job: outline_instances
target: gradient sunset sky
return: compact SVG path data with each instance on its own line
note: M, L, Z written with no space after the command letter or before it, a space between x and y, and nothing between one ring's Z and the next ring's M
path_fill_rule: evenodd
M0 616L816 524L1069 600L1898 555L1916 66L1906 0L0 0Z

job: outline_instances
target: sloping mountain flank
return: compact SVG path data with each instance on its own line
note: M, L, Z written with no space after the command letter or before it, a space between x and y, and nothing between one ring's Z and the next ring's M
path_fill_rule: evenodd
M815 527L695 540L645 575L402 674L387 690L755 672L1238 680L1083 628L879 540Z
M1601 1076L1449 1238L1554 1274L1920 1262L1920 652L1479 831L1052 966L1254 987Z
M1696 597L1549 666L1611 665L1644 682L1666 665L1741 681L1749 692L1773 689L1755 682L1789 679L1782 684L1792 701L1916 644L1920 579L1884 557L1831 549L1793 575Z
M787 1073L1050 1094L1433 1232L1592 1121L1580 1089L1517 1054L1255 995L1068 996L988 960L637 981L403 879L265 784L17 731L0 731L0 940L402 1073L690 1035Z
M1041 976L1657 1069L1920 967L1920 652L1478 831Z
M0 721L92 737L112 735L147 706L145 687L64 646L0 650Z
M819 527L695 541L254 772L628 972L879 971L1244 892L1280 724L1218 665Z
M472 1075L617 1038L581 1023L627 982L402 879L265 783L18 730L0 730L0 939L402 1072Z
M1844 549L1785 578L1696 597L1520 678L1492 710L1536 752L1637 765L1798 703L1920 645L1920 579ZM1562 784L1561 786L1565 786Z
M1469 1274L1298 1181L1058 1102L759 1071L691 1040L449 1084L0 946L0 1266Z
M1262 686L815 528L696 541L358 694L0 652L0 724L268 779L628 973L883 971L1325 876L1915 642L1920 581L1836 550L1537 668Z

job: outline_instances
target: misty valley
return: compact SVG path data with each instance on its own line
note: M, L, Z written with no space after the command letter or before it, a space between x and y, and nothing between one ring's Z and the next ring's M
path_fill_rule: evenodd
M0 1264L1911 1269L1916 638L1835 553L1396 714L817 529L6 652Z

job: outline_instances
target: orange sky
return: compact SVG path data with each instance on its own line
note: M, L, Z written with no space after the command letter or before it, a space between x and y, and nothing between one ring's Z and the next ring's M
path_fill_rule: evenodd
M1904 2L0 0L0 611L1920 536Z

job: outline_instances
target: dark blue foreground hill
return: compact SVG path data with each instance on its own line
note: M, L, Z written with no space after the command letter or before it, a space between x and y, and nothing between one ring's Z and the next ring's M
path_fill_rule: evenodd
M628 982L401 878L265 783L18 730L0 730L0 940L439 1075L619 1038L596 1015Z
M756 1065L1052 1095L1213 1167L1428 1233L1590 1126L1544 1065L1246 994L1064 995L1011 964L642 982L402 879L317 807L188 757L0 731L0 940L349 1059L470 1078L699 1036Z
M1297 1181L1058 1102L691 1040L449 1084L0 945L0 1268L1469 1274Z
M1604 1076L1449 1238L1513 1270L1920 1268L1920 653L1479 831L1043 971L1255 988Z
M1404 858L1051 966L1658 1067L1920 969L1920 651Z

+ + +

WHAT THIS TASK INVOLVES » Set down every entry exactly as it appears.

EXERCISE ANSWER »
job: outline_instances
target: gradient sunset sky
return: compact SVG path data with each instance on its own line
note: M, L, Z written with no space after the command letter or before it, a space between x and y, and nothing between one ring's Z and the next ring's M
path_fill_rule: evenodd
M0 616L816 524L1069 600L1898 555L1916 66L1906 0L0 0Z

job: outline_instances
target: sloping mountain flank
return: compact SVG path data with each instance on its own line
note: M, L, Z written with no space after the command letter or before it, a space between x and y, and nothing between one ring's Z and the next ring's M
path_fill_rule: evenodd
M815 527L695 540L645 575L402 674L387 690L755 672L1238 680L1083 628L879 540Z
M1601 1076L1449 1238L1554 1274L1920 1262L1920 652L1479 831L1052 966L1254 987Z
M1696 597L1549 666L1611 665L1644 682L1666 665L1741 681L1749 692L1773 689L1755 682L1789 679L1782 684L1792 701L1916 644L1920 579L1884 557L1831 549L1793 575Z
M787 1073L1050 1094L1433 1232L1592 1121L1580 1089L1517 1054L1255 995L1068 996L988 960L637 981L403 879L265 784L17 731L0 731L0 940L402 1073L690 1035Z
M1041 976L1657 1069L1920 967L1920 652L1478 831Z
M0 721L92 737L112 735L147 706L145 687L64 646L0 650Z
M819 527L695 541L254 772L628 972L879 971L1244 892L1280 724L1218 665Z
M472 1075L617 1038L581 1023L627 982L402 879L265 783L18 730L0 730L0 939L402 1072Z
M1844 549L1785 578L1696 597L1520 678L1492 710L1536 752L1637 765L1798 703L1920 645L1920 579ZM1562 784L1561 786L1565 786Z
M1469 1274L1298 1181L1058 1102L759 1071L691 1040L449 1084L0 946L0 1266Z
M1262 686L815 528L696 541L358 694L0 652L0 724L268 779L628 973L883 971L1325 876L1915 642L1920 581L1836 550L1537 668Z

job: outline_instances
target: misty valley
return: compact SVG path data with each instance on its own line
note: M, L, Z written with no space after the command letter or before it, a space between x and y, and nothing between one ring's Z and the next ring's M
path_fill_rule: evenodd
M0 1264L1911 1269L1916 638L1835 553L1396 714L817 529L6 652Z

job: outline_instances
target: orange sky
return: compact SVG path data with each instance on its own line
note: M, L, Z written with no space after the command letter or before it, a space between x and y, and nothing between one ring's Z and the next ring's M
path_fill_rule: evenodd
M1904 2L0 0L0 611L1920 536Z

job: outline_instances
target: dark blue foreground hill
return: compact SVG path data with each instance on its own line
note: M, L, Z written with no space after the command letter or before it, a space between x and y, and nothing between one ring's Z and the next ring's M
path_fill_rule: evenodd
M628 982L401 878L265 783L18 730L0 730L0 940L439 1075L619 1038L596 1015Z
M756 1065L1052 1095L1213 1167L1428 1233L1590 1126L1544 1065L1246 994L1064 995L1011 964L642 982L402 879L317 807L188 757L0 731L0 940L349 1059L470 1078L699 1036Z
M1297 1181L1058 1102L691 1040L449 1084L0 945L0 1268L1469 1274Z
M1604 1076L1449 1238L1513 1270L1920 1268L1920 653L1479 831L1043 971L1255 988Z
M1404 858L1051 966L1658 1067L1920 969L1920 651Z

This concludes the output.